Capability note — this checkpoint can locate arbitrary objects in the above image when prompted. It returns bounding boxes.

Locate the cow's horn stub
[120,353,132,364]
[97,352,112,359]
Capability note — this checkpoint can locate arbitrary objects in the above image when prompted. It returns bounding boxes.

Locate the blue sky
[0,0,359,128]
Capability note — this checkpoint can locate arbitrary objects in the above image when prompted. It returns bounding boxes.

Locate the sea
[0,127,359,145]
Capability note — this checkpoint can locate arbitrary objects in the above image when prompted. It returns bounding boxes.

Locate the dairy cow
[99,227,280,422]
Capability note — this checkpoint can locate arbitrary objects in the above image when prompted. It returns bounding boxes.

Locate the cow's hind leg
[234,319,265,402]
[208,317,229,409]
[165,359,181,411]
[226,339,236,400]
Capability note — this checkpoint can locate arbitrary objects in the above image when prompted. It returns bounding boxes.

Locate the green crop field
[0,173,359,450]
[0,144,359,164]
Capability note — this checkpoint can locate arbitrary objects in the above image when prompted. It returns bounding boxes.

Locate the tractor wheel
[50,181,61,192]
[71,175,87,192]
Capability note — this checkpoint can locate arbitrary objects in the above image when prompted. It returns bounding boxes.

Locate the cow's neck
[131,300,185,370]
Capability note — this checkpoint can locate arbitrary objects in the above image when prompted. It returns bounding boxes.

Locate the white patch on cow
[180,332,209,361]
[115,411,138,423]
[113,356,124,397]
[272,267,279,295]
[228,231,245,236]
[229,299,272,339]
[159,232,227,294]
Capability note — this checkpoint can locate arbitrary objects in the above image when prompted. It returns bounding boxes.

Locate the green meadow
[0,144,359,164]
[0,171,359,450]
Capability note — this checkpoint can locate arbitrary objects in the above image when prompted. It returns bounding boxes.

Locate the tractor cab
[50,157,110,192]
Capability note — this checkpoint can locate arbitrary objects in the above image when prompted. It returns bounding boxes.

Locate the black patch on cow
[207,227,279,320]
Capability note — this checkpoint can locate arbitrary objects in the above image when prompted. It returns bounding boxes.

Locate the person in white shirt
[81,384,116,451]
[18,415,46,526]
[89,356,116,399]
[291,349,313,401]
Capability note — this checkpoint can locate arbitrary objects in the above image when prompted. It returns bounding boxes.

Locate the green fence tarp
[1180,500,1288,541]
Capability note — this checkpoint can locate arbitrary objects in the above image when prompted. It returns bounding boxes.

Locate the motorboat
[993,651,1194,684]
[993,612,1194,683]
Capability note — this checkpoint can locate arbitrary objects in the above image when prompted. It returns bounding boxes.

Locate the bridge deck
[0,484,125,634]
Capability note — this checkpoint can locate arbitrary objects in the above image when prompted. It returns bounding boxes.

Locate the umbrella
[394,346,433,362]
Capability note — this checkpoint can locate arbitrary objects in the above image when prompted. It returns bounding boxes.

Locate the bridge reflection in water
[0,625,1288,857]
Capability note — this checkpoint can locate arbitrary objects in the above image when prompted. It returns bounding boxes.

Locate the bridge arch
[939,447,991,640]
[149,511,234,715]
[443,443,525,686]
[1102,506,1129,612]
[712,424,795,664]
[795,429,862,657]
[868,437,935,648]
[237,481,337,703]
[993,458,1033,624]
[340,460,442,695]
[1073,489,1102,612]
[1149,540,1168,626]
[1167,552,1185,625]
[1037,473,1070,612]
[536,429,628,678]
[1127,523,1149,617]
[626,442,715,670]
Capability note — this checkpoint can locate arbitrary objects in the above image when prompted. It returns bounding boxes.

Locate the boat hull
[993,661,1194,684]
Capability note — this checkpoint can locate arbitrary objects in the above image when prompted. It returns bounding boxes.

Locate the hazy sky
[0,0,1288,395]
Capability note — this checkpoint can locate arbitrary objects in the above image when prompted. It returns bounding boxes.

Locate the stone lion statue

----------

▶ STATED TASK: Give back all of the rows above verbatim, leaving every line unchanged.

▶ ANSWER TO THE EXERCISE:
Capability note — this checkpoint can locate arbitrary objects in the above image when prompted. It returns bounding boxes.

Locate the cow's horn stub
[120,353,132,364]
[97,352,112,359]
Capability note — this checkpoint can locate arbitrary objects in the above image when prompted. It returns bounding boxes.

Locate the blue sky
[0,0,359,128]
Capability note — this checkpoint can locate arbitrary objects in the above image when prompted. It returns bounding boxes.

Locate the sea
[0,127,359,145]
Capability note — this checkpoint can locate arbitrary objects in the above image when prompted. It returns bounding boxes.

Locate the dairy cow
[99,227,280,422]
Capability note — this checkpoint can locate arbitrary objects in the above image when prompted. It returns bounding boxes.

Locate the cow's hind leg
[234,319,265,402]
[208,317,229,409]
[165,359,181,411]
[226,339,236,400]
Capability note — this checkpoint can locate arbitrary objects in the above image when prompted. It returns bounding boxes.

Locate the green crop field
[0,173,359,450]
[0,144,359,164]
Capability note — this checkpoint can locate arbitrary objects in the above image when prompted. It returns bounding boxes.

Locate the tractor wheel
[50,181,61,192]
[71,175,87,192]
Capability note — this checkpoint can locate arbitrary objects in the above image when prompted. It returns bounding boxes.

Locate the cow's neck
[131,300,185,370]
Capability note — this checkpoint can locate arbitrary objects in the above image when prompted. It returns bounding boxes.

Locate the white patch on cow
[180,332,209,361]
[115,411,138,423]
[113,356,124,397]
[272,267,279,295]
[228,231,245,236]
[229,299,272,339]
[159,232,227,294]
Capability note — this checkpoint can locate arbitrary objects in the above image when prompted. It returns bounding boxes.

Locate the green meadow
[0,144,359,164]
[0,171,359,450]
Capability note — this checkpoint can locate arbitrary objects in the above image when prompted. It returns bounding boxes.

Locate the tractor cab
[50,157,110,192]
Capability note — this checkpoint can locate arbitrary objects in the above image when prompted. It returns bounding boxes.

Locate the black patch on cow
[207,227,279,320]
Capability note — this checkpoint can locate arbitrary objects in the above image when prompted. It returns bounding boxes.

Locate the person in white shirt
[81,384,116,451]
[18,415,46,526]
[89,356,116,399]
[291,349,313,401]
Capability note — this checkpoint can locate arbitrary objects in the above image when prompted. It returns bounding boxes.

Locate the green fence tarp
[1180,500,1288,541]
Capability note — this checkpoint can locate arbitrary objects in the above image when prompted. It returns bounding boxes.

Locate the motorboat
[993,651,1194,684]
[993,612,1194,683]
Capability note — this checkpoint can locate arbitrary objects in the above image when prompted. It returns bounding boxes.

Locate the bridge deck
[0,484,125,634]
Capability note — this checkpoint can locate arbitrary objects in the above image when prompted. It returns bounding boxes.

Locate the umbrella
[394,346,433,362]
Capability note — this checkpoint can locate arbitrary objects in the above image when prompted. It returns bounding boxes.

Locate the bridge reflection in water
[0,625,1288,857]
Capability note — this checkpoint can locate arbitrary objects in the above image when prompted. It returns bounding boxes.

Locate the bridge arch
[939,447,991,640]
[149,511,234,715]
[443,443,525,686]
[1102,506,1129,612]
[712,424,795,664]
[795,429,862,657]
[868,437,935,648]
[237,481,337,703]
[993,458,1033,624]
[340,460,442,695]
[1073,489,1102,612]
[1149,540,1168,626]
[1167,552,1185,625]
[1037,473,1070,612]
[536,429,628,678]
[1127,523,1149,617]
[626,442,715,670]
Capability note — this checkpoint can locate arbitrary objects in the above image when prompted. It returns bounding boxes.

Locate the boat hull
[993,661,1194,684]
Capability note — this checkpoint can locate arbitrary objects in the above image when prompted. It returns bounding boxes.

Locate the hazy sky
[0,0,1288,395]
Capability note — this checkpoint can locate arbitrary objects in the above image when prompted. It returns bounding boxes.

Locate the stone lion statue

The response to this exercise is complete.